_Aufgabe 1_
Welche Partei hat laut dem Text über den Thüringer Landtag die Änderung der Geschäftsordnung beantragt?
_Aufgabe 2_
Setze den Text über die Vorgänge im Thüringer Landtag nach seinem letzten Satz fort.

_Textauszug_
%%

Die D-Moll-Partei hat sich korrekt verhalten
Es schien wieder glasklar zu sein. Wer war schuld am „Eklat“ im Thüringer Landtag? Wer betrieb "Sabotage", „legte den Landtag lahm“? „Björn Höckes Truppe“ natürlich, die böse D-Moll-Partei (A – f – d). Dies der Eindruck, den der unbedarfte Zuschauer aus dem medialen Lärm um diese Vorgänge gewinnen musste. Es wurde der Thüringer Verfassungsgerichtshof angerufen, der (mehr oder weniger salomonisch) entschied, Alterspräsident Jürgen Treutler von der AfD müsse über die von der CDU beantragte Änderung der Geschäftsordnung abstimmen lassen; und damit dürften im ersten Wahlgang zur Wahl des Parlamentspräsidenten auch gleich andere Parteien Vorschläge machen.

%%

_Bereitgestelltes Material_

%%

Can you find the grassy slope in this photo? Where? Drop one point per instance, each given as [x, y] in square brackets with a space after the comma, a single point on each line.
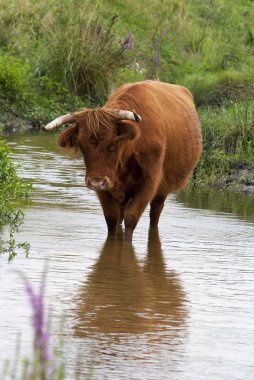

%%

_Schriftliche Antwort 1_
Die CDU hat die Änderung der Geschäftsordnung beantragt.

_Schriftliche Antwort 2_
Aha. Darum ging es also. Das war also vorher nicht möglich gewesen. Und warum nicht? Na, weil die bestehende Geschäftsordnung es nicht vorsah. Interessant. Es war also dieser Punkt, an dem vor allem die CDU-Abgeordneten sich zu ereifern begannen, denn sie hatten offensichtlich damit gerechnet, dass sie die stärkste Fraktion sein und dadurch das Vorschlagsrecht für den Kandidaten haben würden. Jetzt stand blöderweise das Vorschlagsrecht plötzlich der D-Moll-Fraktion zu. Und der Alterspräsident durfte diesen etablierten Ablauf nicht nur durchsetzen, er musste es sogar. (Der Knaller an der Sache: Die CDU hätte zum Ende der vorhergehenden Legislaturperiode ein Änderung der Geschäftsordnung im beschriebenen Sinne sogar haben können, hatte sie aber abgelehnt!)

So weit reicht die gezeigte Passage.